In diesem Zusammenhang sei noch einmal daran erinnert, dass die Information über die Prognose der vorgeschlagenen Versorgung unabdingbar zur dokumentierten Aufklärung gehört. Das liegt an den modernen Zeiten, in denen alles möglich erscheint. Als wir diese Versorgung geplant haben, stellte sich diese Frage noch gar nicht.

Verlaufskontrolle nach prothetischer Versorgung vor 17 Jahren im Juli 2009 (Klick!)

Diese Brücke von 14 auf 17 und die Krone auf Zahn 18 hatten wir auf den Tag genau vor 17 Jahren eingegliedert, als sich der Patient mit Beschwerden regio 17 wieder bei uns vorstellte, weil er sich erinnert hatte, dass die Brücke aus unserer Praxis stammte. Die Ursache für seine Beschwerden (auf Kälte hypersensibler Zahn 17) war nicht schwer zu ermitteln.

[Zeigedaten für Bildregionen]
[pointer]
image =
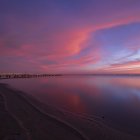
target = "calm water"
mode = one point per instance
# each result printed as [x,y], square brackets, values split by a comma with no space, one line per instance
[115,98]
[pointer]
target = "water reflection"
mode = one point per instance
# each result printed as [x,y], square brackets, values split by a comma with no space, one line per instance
[115,98]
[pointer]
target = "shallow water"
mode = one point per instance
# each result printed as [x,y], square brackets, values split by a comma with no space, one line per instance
[115,99]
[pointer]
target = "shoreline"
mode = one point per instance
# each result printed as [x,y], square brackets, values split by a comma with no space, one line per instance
[70,126]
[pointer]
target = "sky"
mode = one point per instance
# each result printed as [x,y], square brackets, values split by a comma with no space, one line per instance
[70,36]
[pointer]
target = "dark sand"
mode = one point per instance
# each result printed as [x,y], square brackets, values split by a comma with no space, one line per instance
[24,118]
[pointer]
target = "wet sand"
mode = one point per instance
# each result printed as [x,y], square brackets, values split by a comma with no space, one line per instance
[24,118]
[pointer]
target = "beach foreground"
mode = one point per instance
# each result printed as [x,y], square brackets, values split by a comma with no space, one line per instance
[24,118]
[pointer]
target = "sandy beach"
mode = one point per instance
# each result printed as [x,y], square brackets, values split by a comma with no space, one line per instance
[24,118]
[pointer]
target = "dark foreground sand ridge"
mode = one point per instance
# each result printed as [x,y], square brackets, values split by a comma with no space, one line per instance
[23,118]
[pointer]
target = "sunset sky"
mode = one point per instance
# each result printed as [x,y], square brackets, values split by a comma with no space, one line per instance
[70,36]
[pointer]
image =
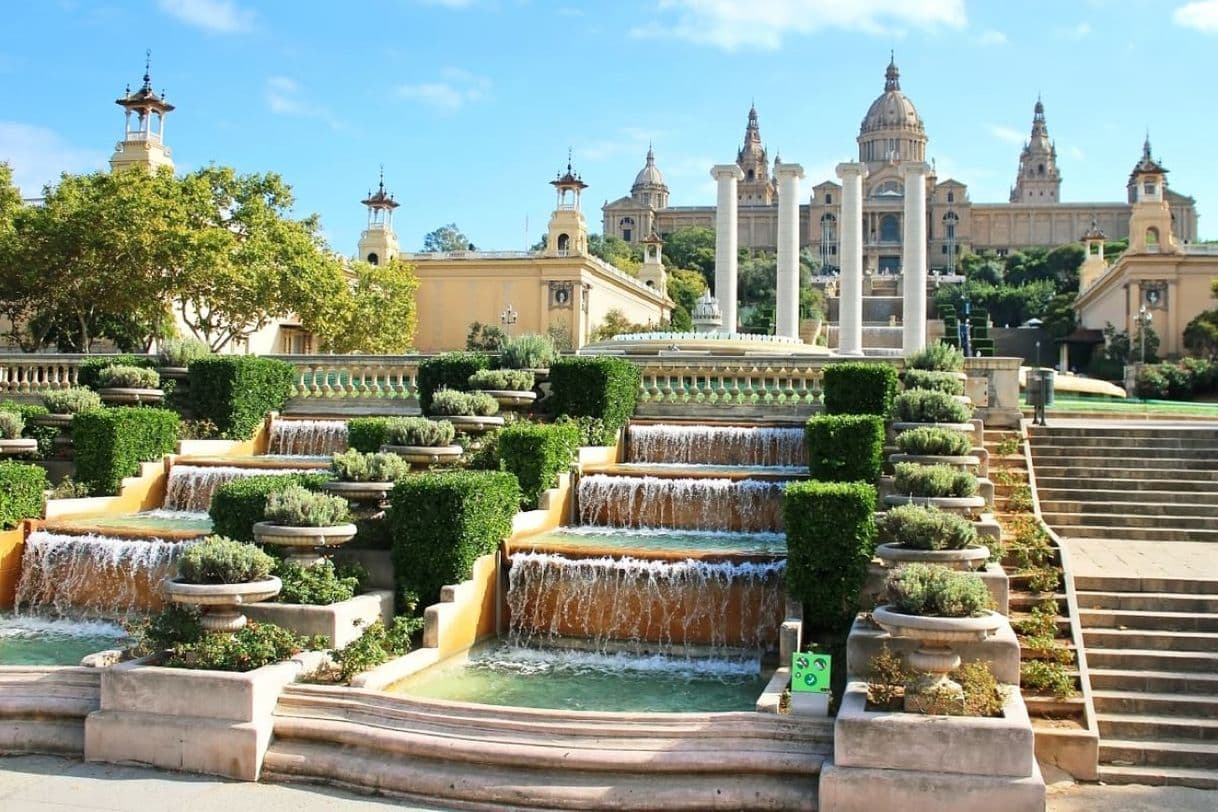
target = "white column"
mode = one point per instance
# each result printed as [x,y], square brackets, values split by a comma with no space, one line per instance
[914,257]
[726,241]
[850,290]
[787,295]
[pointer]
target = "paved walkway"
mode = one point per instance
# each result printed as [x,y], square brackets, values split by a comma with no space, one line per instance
[52,784]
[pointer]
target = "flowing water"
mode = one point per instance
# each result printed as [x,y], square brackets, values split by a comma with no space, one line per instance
[308,437]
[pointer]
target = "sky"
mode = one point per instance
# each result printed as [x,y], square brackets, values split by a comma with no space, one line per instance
[471,105]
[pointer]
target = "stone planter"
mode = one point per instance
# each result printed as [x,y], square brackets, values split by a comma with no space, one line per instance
[425,454]
[302,543]
[221,602]
[130,396]
[934,656]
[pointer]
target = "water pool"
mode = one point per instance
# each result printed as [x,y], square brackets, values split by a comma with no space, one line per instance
[577,681]
[27,640]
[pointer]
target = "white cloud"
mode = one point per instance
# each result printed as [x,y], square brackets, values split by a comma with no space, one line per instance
[1201,15]
[39,155]
[731,24]
[216,16]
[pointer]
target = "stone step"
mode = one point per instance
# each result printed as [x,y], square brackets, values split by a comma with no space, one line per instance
[1140,752]
[1155,602]
[1124,638]
[1193,777]
[1150,726]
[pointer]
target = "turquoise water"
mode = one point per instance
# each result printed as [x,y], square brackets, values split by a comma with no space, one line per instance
[576,681]
[661,539]
[42,642]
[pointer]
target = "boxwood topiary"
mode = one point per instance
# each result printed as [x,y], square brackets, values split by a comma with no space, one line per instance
[236,392]
[21,493]
[831,537]
[594,386]
[859,388]
[845,447]
[536,454]
[111,443]
[442,522]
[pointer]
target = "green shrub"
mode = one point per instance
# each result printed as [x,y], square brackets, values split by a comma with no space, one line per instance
[529,351]
[934,441]
[239,504]
[419,431]
[179,352]
[938,357]
[21,492]
[916,480]
[453,403]
[831,537]
[926,406]
[236,392]
[137,378]
[845,447]
[926,528]
[536,454]
[223,560]
[111,443]
[594,386]
[442,522]
[448,370]
[945,382]
[297,507]
[860,388]
[936,591]
[518,380]
[355,466]
[71,401]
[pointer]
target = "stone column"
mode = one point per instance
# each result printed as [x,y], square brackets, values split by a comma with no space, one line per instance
[914,257]
[850,290]
[727,175]
[787,295]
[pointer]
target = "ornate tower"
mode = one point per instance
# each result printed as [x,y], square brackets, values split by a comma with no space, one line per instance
[568,230]
[756,189]
[1038,180]
[378,242]
[143,143]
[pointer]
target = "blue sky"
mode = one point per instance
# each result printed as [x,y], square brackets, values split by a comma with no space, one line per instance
[471,105]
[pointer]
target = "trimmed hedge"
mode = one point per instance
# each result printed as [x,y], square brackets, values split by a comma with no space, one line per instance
[859,388]
[536,454]
[235,392]
[21,493]
[236,505]
[111,443]
[845,447]
[442,522]
[831,537]
[448,370]
[594,386]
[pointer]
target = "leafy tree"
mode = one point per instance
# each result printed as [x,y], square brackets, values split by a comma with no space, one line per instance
[446,238]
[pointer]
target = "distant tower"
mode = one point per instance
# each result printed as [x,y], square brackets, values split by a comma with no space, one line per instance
[652,272]
[143,143]
[755,189]
[378,242]
[568,234]
[1038,180]
[1150,219]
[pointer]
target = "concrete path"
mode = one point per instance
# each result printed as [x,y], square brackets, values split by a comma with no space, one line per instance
[54,784]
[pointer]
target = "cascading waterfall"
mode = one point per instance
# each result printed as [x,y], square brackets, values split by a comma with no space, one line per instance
[93,575]
[643,605]
[752,505]
[308,437]
[716,446]
[190,487]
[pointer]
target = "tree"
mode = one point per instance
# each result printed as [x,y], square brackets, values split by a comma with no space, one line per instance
[446,238]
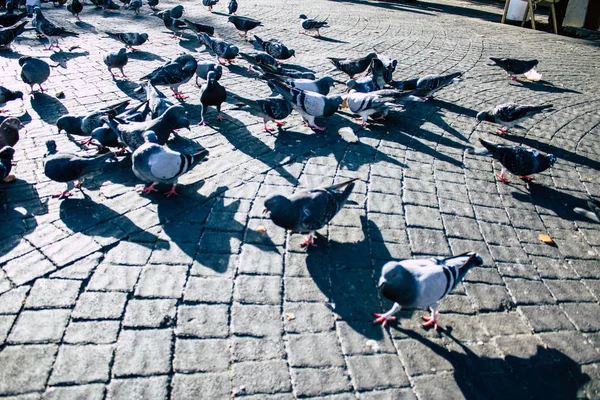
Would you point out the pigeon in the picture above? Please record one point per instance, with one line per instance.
(155, 163)
(174, 74)
(75, 7)
(6, 155)
(520, 161)
(34, 70)
(352, 66)
(49, 30)
(422, 283)
(221, 48)
(129, 39)
(131, 134)
(309, 24)
(9, 132)
(9, 34)
(275, 48)
(429, 84)
(213, 95)
(243, 24)
(68, 167)
(199, 28)
(116, 60)
(209, 4)
(510, 114)
(368, 104)
(7, 95)
(308, 104)
(513, 66)
(204, 68)
(232, 7)
(308, 210)
(269, 109)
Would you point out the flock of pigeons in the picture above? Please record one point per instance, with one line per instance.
(143, 130)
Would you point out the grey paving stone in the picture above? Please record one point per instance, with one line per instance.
(82, 364)
(143, 353)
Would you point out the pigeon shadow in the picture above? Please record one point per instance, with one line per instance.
(548, 374)
(47, 107)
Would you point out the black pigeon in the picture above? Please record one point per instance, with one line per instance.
(244, 24)
(309, 24)
(174, 73)
(352, 66)
(521, 161)
(510, 114)
(213, 95)
(276, 49)
(513, 66)
(129, 39)
(308, 210)
(6, 155)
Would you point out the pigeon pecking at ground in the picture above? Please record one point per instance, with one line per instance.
(422, 283)
(308, 210)
(520, 161)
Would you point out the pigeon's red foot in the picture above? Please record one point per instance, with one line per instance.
(382, 319)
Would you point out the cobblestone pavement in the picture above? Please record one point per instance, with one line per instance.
(118, 295)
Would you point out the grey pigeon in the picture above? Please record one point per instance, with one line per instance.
(213, 95)
(9, 132)
(309, 24)
(221, 48)
(49, 30)
(243, 24)
(8, 34)
(422, 283)
(34, 71)
(7, 95)
(68, 167)
(174, 74)
(308, 210)
(513, 66)
(131, 134)
(129, 39)
(6, 155)
(521, 161)
(116, 60)
(352, 66)
(309, 105)
(510, 114)
(275, 48)
(155, 163)
(204, 68)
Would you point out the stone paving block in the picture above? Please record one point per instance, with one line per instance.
(206, 355)
(100, 305)
(154, 387)
(143, 353)
(162, 281)
(82, 364)
(25, 368)
(40, 326)
(151, 313)
(203, 321)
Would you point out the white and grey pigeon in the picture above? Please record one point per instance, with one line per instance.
(519, 160)
(309, 105)
(422, 283)
(510, 114)
(155, 163)
(308, 210)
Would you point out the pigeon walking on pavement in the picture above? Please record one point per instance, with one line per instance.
(422, 283)
(510, 114)
(308, 210)
(155, 163)
(519, 160)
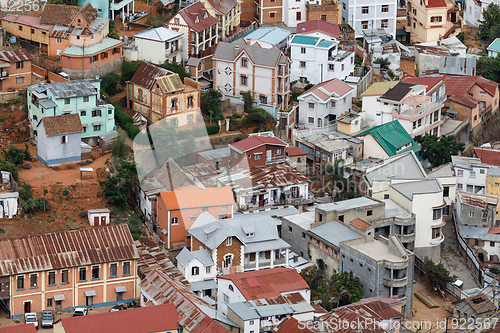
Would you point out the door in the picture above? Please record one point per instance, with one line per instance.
(27, 307)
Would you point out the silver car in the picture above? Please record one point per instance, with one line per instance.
(47, 318)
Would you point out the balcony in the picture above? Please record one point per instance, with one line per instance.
(395, 265)
(395, 282)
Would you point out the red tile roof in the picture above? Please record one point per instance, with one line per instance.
(318, 26)
(156, 318)
(267, 283)
(295, 151)
(331, 86)
(223, 6)
(257, 141)
(192, 196)
(197, 17)
(488, 156)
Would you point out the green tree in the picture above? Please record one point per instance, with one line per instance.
(438, 150)
(436, 275)
(210, 103)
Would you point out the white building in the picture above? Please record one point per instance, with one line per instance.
(247, 66)
(159, 45)
(199, 269)
(317, 59)
(376, 14)
(324, 103)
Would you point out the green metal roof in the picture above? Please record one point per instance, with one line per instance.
(495, 45)
(306, 40)
(391, 136)
(104, 44)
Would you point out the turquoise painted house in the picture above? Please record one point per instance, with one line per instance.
(80, 97)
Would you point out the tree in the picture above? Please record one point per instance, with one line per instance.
(210, 103)
(436, 275)
(438, 150)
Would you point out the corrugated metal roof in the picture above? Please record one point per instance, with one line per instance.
(66, 249)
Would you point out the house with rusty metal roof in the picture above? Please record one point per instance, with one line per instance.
(160, 94)
(15, 69)
(86, 267)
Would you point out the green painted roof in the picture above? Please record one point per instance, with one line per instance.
(306, 40)
(391, 136)
(495, 45)
(104, 44)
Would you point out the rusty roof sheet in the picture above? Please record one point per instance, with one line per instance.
(164, 289)
(58, 250)
(15, 55)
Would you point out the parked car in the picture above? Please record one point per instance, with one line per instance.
(80, 312)
(47, 318)
(30, 317)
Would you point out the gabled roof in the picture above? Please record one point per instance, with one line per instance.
(266, 283)
(66, 249)
(197, 17)
(162, 317)
(15, 55)
(147, 73)
(325, 90)
(391, 136)
(62, 124)
(223, 6)
(257, 141)
(318, 26)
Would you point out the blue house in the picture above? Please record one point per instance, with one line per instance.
(59, 139)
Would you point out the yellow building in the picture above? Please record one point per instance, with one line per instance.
(227, 12)
(493, 184)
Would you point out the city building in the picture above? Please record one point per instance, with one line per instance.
(69, 275)
(243, 66)
(179, 209)
(15, 70)
(82, 97)
(383, 266)
(318, 59)
(324, 103)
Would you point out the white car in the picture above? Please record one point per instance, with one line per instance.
(31, 317)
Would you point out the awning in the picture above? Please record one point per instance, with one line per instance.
(90, 293)
(120, 289)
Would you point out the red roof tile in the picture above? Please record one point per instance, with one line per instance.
(257, 141)
(488, 156)
(197, 17)
(318, 26)
(295, 151)
(267, 283)
(139, 320)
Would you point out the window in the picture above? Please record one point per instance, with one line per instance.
(65, 276)
(95, 272)
(52, 278)
(83, 274)
(126, 268)
(113, 269)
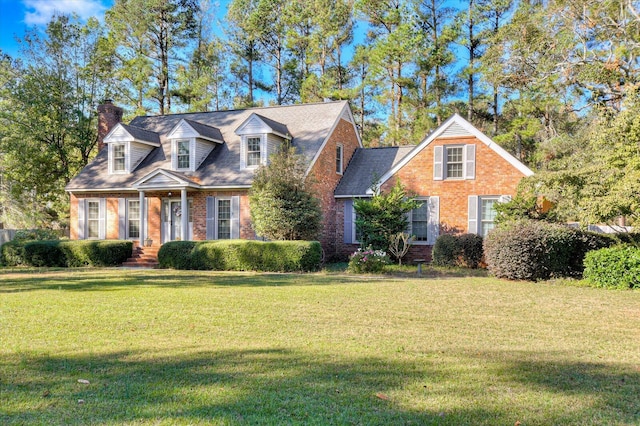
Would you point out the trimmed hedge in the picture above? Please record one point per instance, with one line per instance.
(458, 250)
(66, 253)
(534, 250)
(242, 255)
(613, 267)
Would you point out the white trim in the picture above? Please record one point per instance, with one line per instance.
(333, 128)
(457, 119)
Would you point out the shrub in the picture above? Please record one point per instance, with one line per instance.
(368, 260)
(242, 255)
(534, 250)
(66, 253)
(458, 250)
(613, 267)
(445, 251)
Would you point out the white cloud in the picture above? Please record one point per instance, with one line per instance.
(39, 12)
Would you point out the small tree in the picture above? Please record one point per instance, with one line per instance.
(383, 216)
(283, 207)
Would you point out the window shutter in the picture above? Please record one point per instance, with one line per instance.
(473, 214)
(438, 163)
(243, 152)
(235, 217)
(348, 221)
(81, 218)
(102, 233)
(211, 218)
(433, 220)
(122, 218)
(469, 161)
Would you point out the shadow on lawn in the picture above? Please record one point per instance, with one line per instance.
(121, 279)
(273, 386)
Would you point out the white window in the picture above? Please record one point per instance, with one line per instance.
(133, 219)
(454, 162)
(419, 222)
(487, 214)
(224, 219)
(183, 152)
(118, 158)
(253, 151)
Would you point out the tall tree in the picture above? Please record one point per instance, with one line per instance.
(48, 130)
(163, 28)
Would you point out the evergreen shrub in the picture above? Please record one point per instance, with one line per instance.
(614, 267)
(242, 255)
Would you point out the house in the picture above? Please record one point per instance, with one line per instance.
(457, 171)
(187, 176)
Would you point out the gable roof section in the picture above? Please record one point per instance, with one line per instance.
(257, 123)
(132, 134)
(366, 167)
(457, 126)
(310, 124)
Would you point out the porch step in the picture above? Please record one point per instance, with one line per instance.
(143, 257)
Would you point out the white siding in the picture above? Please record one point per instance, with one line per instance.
(273, 144)
(137, 152)
(455, 130)
(203, 149)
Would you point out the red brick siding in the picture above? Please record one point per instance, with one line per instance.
(326, 179)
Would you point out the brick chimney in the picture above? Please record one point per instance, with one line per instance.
(108, 116)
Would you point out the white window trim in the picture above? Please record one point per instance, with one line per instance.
(112, 159)
(217, 217)
(174, 154)
(127, 221)
(425, 201)
(341, 158)
(445, 162)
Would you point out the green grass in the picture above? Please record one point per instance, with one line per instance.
(170, 347)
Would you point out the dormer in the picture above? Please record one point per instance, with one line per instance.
(128, 146)
(191, 143)
(260, 137)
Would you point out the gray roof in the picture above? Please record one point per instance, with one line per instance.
(366, 167)
(142, 134)
(206, 131)
(310, 123)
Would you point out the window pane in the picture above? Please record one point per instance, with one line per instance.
(183, 154)
(134, 219)
(224, 219)
(454, 162)
(253, 151)
(419, 219)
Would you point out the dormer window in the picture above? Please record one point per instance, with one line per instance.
(119, 158)
(253, 151)
(184, 156)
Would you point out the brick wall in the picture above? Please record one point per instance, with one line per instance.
(326, 179)
(494, 176)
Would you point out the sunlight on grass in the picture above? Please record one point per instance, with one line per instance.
(175, 347)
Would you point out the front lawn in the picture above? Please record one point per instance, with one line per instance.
(175, 347)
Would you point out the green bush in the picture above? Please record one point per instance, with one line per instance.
(445, 251)
(613, 267)
(458, 250)
(535, 250)
(368, 261)
(66, 253)
(242, 255)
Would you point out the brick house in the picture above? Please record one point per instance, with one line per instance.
(457, 171)
(187, 176)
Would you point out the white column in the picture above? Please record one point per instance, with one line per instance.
(142, 215)
(185, 214)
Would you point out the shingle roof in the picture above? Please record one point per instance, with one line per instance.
(310, 123)
(207, 131)
(142, 134)
(366, 167)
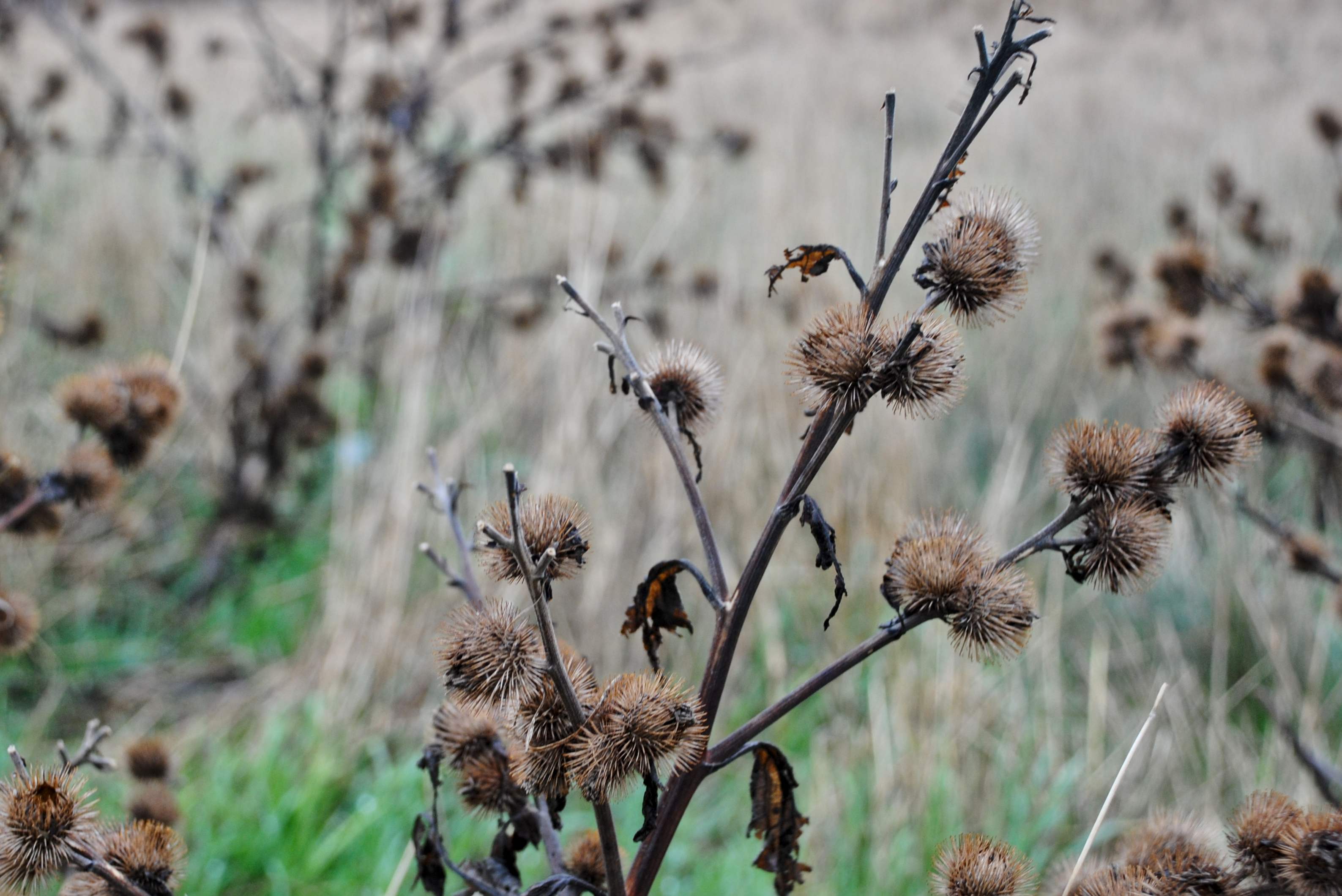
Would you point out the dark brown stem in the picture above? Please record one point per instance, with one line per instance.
(22, 509)
(549, 837)
(1041, 539)
(1321, 566)
(1326, 779)
(619, 344)
(737, 740)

### Aufgaben
1: Stimmen die folgenden Aussagen mit dem ausgewählten Text überein? Antworten Sie jeweils mit Ja oder Nein und zitieren Sie die entscheidenden Worte wörtlich.
(a) Die Brücke reichte von Zahn 14 bis Zahn 17.
(b) Der Patient kam auf Überweisung einer anderen Praxis.
(c) Die Ursache der Beschwerden ließ sich nur schwer feststellen.
2: Schreiben Sie den Abschnitt des ausgewählten Textes von „Diese Brücke von“ bis „schwer zu ermitteln.“ unverändert ab.

### Lösungen je Aufgabe
1:
(a) Ja: „Diese Brücke von 14 auf 17“
(b) Nein: „weil er sich erinnert hatte, dass die Brücke aus unserer Praxis stammte“
(c) Nein: „war nicht schwer zu ermitteln“

2:
Diese Brücke von 14 auf 17 und die Krone auf Zahn 18 hatten wir auf den Tag genau vor 17 Jahren eingegliedert, als sich der Patient mit Beschwerden regio 17 wieder bei uns vorstellte, weil er sich erinnert hatte, dass die Brücke aus unserer Praxis stammte. Die Ursache für seine Beschwerden (auf Kälte hypersensibler Zahn 17) war nicht schwer zu ermitteln.